Fixed bug and added tests around molality scaling.

CHANGELOG.rst

@@ -2,6 +2,7 @@ This document contains the FSL-MRS release history in reverse chronological orde
 
 1.1.4 (WIP)
 ------------------------------
+- Fixed bug in calculation of molality concentration. Tissue mole fractions had been swapped for tissue volume fractions. Molar concentrations unaffected.
 - Fixed bug in mrs_tools split
 - Fixed bug in alignment of multi-dimensional data.
 - fsl_mrsi now outputs fitting nuisance parameters: phases, and shifts & linewidths for each metabolite group.

fsl_mrs/tests/test_utils_quantify.py

@@ -60,6 +60,59 @@ def test_QuantificationInfo():
     assert qci.add_corr == 5.0
 
 
+def test_volumefraction_calc():
+    qci = quant.QuantificationInfo(0.010, 3, ['NAA'], 298)
+    qci.set_fractions({'GM': 0.45, 'WM': 0.40, 'CSF': 0.15})
+    assert qci.f_GM == 0.45
+    assert qci.f_WM == 0.40
+    assert qci.f_CSF == 0.15
+
+
+def test_molefraction_calc():
+    qci = quant.QuantificationInfo(0.010, 3, ['NAA'], 298)
+    qci.set_fractions({'GM': 0.45, 'WM': 0.40, 'CSF': 0.15})
+
+    # Densitites are 'GM': 0.78, 'WM': 0.65, 'CSF': 0.97
+    sum_frac = (0.45 * 0.78 + 0.40 * 0.65 + 0.15 * 0.97)
+    assert np.isclose(qci.f_GM_H2O, 0.45 * 0.78 / sum_frac)
+    assert np.isclose(qci.f_WM_H2O, 0.40 * 0.65 / sum_frac)
+    assert np.isclose(qci.f_CSF_H2O, 0.15 * 0.97 / sum_frac)

[A run of records]
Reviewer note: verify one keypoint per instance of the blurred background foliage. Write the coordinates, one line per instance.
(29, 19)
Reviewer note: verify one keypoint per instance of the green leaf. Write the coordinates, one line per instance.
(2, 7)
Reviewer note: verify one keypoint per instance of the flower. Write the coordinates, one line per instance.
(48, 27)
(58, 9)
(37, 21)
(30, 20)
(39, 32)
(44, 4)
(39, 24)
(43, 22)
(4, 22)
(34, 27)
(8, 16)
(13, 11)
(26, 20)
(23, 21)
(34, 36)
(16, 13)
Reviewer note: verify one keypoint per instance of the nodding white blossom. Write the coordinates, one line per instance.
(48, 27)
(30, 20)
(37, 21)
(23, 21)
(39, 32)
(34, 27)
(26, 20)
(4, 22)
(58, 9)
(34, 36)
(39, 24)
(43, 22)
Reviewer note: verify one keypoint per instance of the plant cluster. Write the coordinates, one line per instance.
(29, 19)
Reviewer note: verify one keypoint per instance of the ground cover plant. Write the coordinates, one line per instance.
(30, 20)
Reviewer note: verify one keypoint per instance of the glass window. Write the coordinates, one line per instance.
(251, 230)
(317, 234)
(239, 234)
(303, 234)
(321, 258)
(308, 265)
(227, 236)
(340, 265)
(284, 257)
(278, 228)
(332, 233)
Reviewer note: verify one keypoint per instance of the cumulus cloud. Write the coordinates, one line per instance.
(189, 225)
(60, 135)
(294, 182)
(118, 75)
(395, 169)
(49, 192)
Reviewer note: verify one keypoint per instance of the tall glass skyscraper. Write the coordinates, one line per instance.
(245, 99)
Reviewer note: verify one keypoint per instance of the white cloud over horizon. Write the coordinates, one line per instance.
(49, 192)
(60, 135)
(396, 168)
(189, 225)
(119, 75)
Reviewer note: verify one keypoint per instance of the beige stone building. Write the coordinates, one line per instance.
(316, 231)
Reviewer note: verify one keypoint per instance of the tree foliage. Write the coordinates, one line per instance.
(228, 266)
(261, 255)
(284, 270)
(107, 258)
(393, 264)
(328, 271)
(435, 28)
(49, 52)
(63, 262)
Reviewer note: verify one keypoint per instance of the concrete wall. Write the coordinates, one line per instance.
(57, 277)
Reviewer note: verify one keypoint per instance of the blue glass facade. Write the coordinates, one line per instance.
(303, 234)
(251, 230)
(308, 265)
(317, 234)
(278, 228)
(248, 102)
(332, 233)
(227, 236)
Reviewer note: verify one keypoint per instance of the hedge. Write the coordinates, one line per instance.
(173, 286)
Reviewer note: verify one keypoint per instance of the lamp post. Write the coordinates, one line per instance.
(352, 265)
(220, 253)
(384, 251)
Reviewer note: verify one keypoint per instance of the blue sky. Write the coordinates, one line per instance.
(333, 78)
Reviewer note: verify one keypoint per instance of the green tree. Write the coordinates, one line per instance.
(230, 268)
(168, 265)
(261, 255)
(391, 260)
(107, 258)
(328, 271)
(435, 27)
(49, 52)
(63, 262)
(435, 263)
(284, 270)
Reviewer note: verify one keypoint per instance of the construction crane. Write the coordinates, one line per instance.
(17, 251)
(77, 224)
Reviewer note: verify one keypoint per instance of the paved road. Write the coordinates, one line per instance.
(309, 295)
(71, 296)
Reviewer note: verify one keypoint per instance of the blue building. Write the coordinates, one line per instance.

# YOUR TASK:
In the FSL-MRS commit, what caused the bug in the molality concentration calculation?

# OUTPUT OF THE EXERCISE:
Tissue mole fractions had been swapped for tissue volume fractions.